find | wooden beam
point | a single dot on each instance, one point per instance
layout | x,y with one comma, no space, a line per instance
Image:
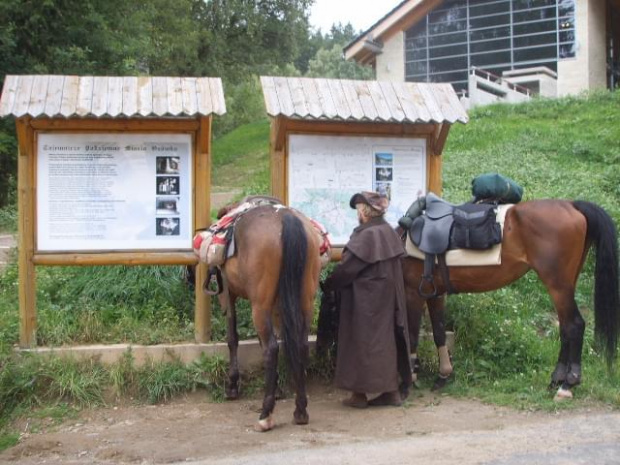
115,258
26,215
202,219
116,125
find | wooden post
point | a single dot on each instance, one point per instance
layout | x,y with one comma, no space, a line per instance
25,205
202,219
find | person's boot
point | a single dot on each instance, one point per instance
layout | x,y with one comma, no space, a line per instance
357,400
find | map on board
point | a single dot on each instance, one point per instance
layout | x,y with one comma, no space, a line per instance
325,171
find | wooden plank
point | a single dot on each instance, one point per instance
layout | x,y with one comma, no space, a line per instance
160,96
202,219
188,93
383,111
22,99
297,97
53,99
68,105
100,96
145,96
357,112
339,99
115,258
38,95
391,99
115,96
9,92
430,102
175,98
312,97
25,248
411,105
117,125
130,96
272,104
368,106
85,96
217,96
325,98
284,97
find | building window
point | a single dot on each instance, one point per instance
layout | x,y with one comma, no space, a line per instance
496,35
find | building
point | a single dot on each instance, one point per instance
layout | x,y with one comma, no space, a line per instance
547,47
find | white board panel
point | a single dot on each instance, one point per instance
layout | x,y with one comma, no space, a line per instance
325,171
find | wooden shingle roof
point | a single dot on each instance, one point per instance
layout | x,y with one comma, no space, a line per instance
361,101
105,96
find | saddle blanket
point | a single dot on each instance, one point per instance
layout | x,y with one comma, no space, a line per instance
466,257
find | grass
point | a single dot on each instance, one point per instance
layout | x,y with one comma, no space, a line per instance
506,341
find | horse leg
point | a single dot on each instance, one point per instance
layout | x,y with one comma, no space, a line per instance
270,358
415,309
436,311
232,387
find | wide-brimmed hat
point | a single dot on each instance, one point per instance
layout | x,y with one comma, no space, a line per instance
374,200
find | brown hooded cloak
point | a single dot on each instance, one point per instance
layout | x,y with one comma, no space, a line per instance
373,342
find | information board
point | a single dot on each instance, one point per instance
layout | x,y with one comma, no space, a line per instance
101,192
325,171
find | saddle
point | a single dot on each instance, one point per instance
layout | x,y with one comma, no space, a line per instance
436,226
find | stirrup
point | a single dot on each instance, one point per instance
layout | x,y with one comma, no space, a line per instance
430,280
213,283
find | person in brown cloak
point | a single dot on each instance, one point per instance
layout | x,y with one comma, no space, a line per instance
373,343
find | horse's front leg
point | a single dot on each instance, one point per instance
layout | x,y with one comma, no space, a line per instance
269,344
232,336
436,311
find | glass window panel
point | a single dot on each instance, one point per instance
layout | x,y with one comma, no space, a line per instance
448,51
447,64
567,50
448,39
538,39
533,15
536,54
489,21
488,59
493,33
532,28
417,54
489,45
453,14
489,9
444,28
527,4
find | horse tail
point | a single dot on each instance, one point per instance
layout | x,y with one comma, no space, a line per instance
290,285
602,233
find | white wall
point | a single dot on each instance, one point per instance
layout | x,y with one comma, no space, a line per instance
587,70
391,61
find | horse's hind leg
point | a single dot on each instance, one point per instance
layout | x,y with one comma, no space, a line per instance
269,344
436,311
232,387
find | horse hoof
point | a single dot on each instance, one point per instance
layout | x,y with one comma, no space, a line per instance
301,418
264,425
563,394
440,383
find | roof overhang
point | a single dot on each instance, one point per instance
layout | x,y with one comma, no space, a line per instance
368,45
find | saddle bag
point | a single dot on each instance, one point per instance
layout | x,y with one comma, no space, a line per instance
475,227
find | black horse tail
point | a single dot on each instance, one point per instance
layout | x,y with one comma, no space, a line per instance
602,233
290,285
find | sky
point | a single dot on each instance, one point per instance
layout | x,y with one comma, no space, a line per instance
361,13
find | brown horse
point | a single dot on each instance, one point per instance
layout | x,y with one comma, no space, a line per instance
276,267
551,237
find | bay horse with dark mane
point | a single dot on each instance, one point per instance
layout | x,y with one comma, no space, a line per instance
551,237
276,267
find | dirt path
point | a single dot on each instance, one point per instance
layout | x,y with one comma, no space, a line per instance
431,429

## TASK REQUIREMENTS
Omit all pictures while transcribing the entries verbatim.

## EXERCISE RESULT
find | wooden beam
point | a single dot on each instance, one point per instance
layout | x,y with one comma, no space, a line per instance
Image:
115,258
26,215
202,219
116,125
find | wooden post
point | a single dot on each instance, one point per instance
layout | x,y with one comma, no space, a line per instance
25,205
202,219
find | person's boot
point | a single dot on each instance, one point per instance
layout | x,y with one comma, no space, a line per instance
357,400
find | map on board
point | a single dot on each instance, one point per instance
layout | x,y with one comma, no space, a line per instance
325,171
find | wooden plank
point | a single dot on each instance, one point per instance
layout | x,y with one comma, no space, a line per instance
160,96
202,219
188,93
383,111
22,99
297,97
53,99
68,105
100,96
145,96
357,112
339,99
115,258
38,95
391,99
115,96
9,92
430,102
175,98
312,97
25,248
411,105
117,125
130,96
272,104
368,106
85,96
217,96
325,98
284,97
find | building window
point | a single dot on each instance, one point per instance
layout | x,y with one comma, no space, a line per instance
496,35
find | building
point | a single dot on each instance, one point per instance
layout | x,y with one comma, no space, a line per instance
547,47
find | white board panel
point | a single dot on each instance, one point per instance
layout | x,y with one comma, no space, a line per instance
325,171
find | wooden shingle roof
point | a single dot on each instance, one point per instance
layout | x,y with one comma, no space, a line per instance
361,101
105,96
find | saddle blanket
point | a single dot on each instance, one point per instance
layout | x,y with one comma, no space, a line per instance
466,257
find | grass
point | a single dot on each instance, one point per instance
layout | x,y with one comma, no space, a line per instance
506,341
find | horse leg
point | a single dot on each instance, one point per instance
layout | x,y with one comma, no space, a line per instance
270,358
415,309
436,311
232,387
find | wide-brimmed hat
point | a single dot on each instance, one point per instance
layout | x,y with one comma, no space, a line per instance
374,200
find | brown hooded cloak
point | a single dot on each instance, one point per instance
layout | x,y with one comma, no space, a line per instance
373,342
find | information board
point | a single dot on each instance, one point per instance
layout | x,y with one comma, no space, a line per instance
101,192
325,171
find | saddle
point | a single dot on each instance, one point per instance
layout | x,y with one comma, no space, a line per instance
436,226
find | stirrup
point | a single dot on each instance, one point per instance
layout | x,y with one comma, no space, a line per instance
430,280
213,283
find | person in brown cloak
point | a single dot on each instance, one point per instance
layout | x,y with one comma, no space, a line per instance
373,343
find | horse's front leg
point | a single dot on each instance, one point per instance
layout | x,y with one comma, no space, a line per instance
269,344
232,336
436,311
find | glass window panel
point | a single dot on each instance, one point per instance
layout | x,y with one comma, no space, a line per instance
448,51
447,64
567,50
448,39
538,39
533,15
536,54
489,21
488,59
493,33
532,28
417,54
489,45
453,14
489,9
444,28
527,4
find | horse tail
point | a single dot on each instance, one point per instance
layout | x,y with one comma, no space, a line per instance
290,285
602,233
find | white wall
point | a single dot on each instance, one point per instance
layout | x,y with one comma, no space, a line per instance
587,70
391,61
find | horse's hind leg
point | a single dot on each instance, one point per instance
layout | x,y with one comma, no space, a line per instance
269,344
436,311
232,387
find | horse hoof
point | a single dot on each instance, one point per instance
layout | x,y with one comma, no space, a line per instance
301,418
264,425
563,394
440,383
find | roof overhang
point | a single dot on each instance, one point per instance
layout | x,y with one comma, no space, a line per instance
368,45
find | saddle bag
point | a single dot on each instance, one point per instance
layout | x,y with one comma, no space, a line per instance
475,227
find | black horse tail
point | a single dot on each instance, one point per instance
layout | x,y with one comma, no space, a line per instance
602,233
290,285
find | sky
point | a single dot on each instance, one point per instance
layout | x,y with one comma, no space, a line per instance
361,13
find | brown horse
point | a single dot on each instance, one point per instance
layout | x,y with one comma, no space, a line per instance
276,267
551,237
find | bay horse with dark mane
point | a single dot on each instance, one point per instance
layout | x,y with one comma, no space, a line per instance
551,237
276,267
find | dirt path
point | a single dot on each instance, one point per instance
layout | x,y with one comma, no space, a line per instance
431,429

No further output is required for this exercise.